# Источник
Фантазия получила теперь новую пищу; изображение священной истории приобретает новый характер, как будто художник рассказывает сказки, в которых передается таинственное объединение людей и природы. Силой воображения легенды переплетаются с впечатлениями действительности, конкретизируясь в новых поэтических и живописных образах. Так, например, в гравюре «Бегство в Египет» (В. 7) тропический лесок сочетается с настроением севера; в этих зарослях разгуливает олень, а на опушке резвятся ящерицы, растут лучинник и чертополох, к которому недвусмысленно приближается осел. На небольшой лесной прогалинке, обрамленной густыми тенями, отдыхают странники в идиллическом уединении. Согласно легенде, ангелы нагибают деревья, предлагая усталым голодным путникам отведать растущие на них плоды. Шонгауэр это происшествие изображает иначе. Ветви притягивает книзу крепкий и сильный Иосиф, ангелочки же — маленькие и нежные — помогают ему подобному тому, как дети иногда с ребяческим усердием пробуют принять участие в работе взрослых. Дети являются здесь чисто поэтическим элементом, как позднее у Дюрера и у Альтдорфера, чудо не приходит здесь извне, оно тут (нужно только его увидеть) в поэзии леса (который Шонгауэр попытался изобразить впервые) и везде в природе, так же как и в простой человечности происшествия, не нуждающегося ни в каком чуде для доброго и захватывающего воздействия на зрителя. Корреджо несомненно имел перед глазами этот лист, когда он делал набросок своей мадонны Скоделла.

Позиции из набора данных
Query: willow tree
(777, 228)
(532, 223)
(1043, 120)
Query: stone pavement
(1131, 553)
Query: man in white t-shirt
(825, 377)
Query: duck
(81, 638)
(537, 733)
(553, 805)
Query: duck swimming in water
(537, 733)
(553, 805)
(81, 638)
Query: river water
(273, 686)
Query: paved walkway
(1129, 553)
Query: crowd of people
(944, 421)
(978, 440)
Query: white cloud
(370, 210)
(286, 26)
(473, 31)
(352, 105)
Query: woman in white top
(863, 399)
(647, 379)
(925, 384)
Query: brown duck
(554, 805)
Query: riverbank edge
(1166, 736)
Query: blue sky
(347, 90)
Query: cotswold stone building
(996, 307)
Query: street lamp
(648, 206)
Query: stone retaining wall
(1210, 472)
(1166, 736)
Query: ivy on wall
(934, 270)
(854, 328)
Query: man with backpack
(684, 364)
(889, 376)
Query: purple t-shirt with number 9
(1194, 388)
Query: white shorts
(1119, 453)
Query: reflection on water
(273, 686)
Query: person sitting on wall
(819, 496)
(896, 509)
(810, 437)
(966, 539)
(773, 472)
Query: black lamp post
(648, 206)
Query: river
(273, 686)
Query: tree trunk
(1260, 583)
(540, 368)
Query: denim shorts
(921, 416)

# Письменные задания
a – Преобразуйте часть перечня от строки с «Query: purple t-shirt with number 9» до конца перечня включительно в CSV с двумя столбцами «запрос» и «ответ», по одной строке на каждый запрос. Каждое значение поместите в отдельное поле в кавычках, заменив переносы строк пробелами.
b – Продолжите фрагмент о гравюре Шонгауэра с того места, где он заканчивается.
Перечень никак не связан с фрагментом о гравюре Шонгауэра.

# Ответы по заданиям
a –
запрос,ответ
"Query: purple t-shirt with number 9","(1194, 388)"
"Query: white shorts","(1119, 453)"
"Query: reflection on water","(273, 686)"
"Query: person sitting on wall","(819, 496) (896, 509) (810, 437) (966, 539) (773, 472)"
"Query: black lamp post","(648, 206)"
"Query: river","(273, 686)"
"Query: tree trunk","(1260, 583) (540, 368)"
"Query: denim shorts","(921, 416)"

b –
Но сверхъестественное также не отсутствует у Шонгауэра, о чем свидетельствует знаменитое «Искушение св. Антония» (В. 47), близкое по времени вышеупомянутым работам. Центр тяжести изображения лежит здесь в чудовищности духов, терзающих пустынника. Такого рода нечисти и страшилища являлись отличительным признаком христианского искусства с его дуализмом добра и зла, неба и земли, бога и дьявола, борющихся за овладение человеком. В раннем средневековье изображение чудовищ сводилось к демонизации античных легендарных существ и к восточному мерзкому объединению человека и зверя. Начиная с VIII столетия, подобные изображения стали уступать место другим изображениям, которые основывались больше на линейных сочетаниях, представляющих собою объединение отдельных, выхваченных из животного мира и чудовищно искаженных форм с человеческими, чем на антропоморфных представлениях; эти образы наделены были фантастической жизненностью, причем постепенное развитие здесь заключалось в том, что отдельные формы все больше приближались к своим прототипам. С начала XV столетия хоровод нечистей, монстров и нелепостей исчезает всюду, где действительность побеждала свободно творящую фантазию (в Германии позднее, чем где бы то ни было). И только в последней трети XV в. они снова оживают; наиболее известным примером здесь является искусство Иеронима Босха.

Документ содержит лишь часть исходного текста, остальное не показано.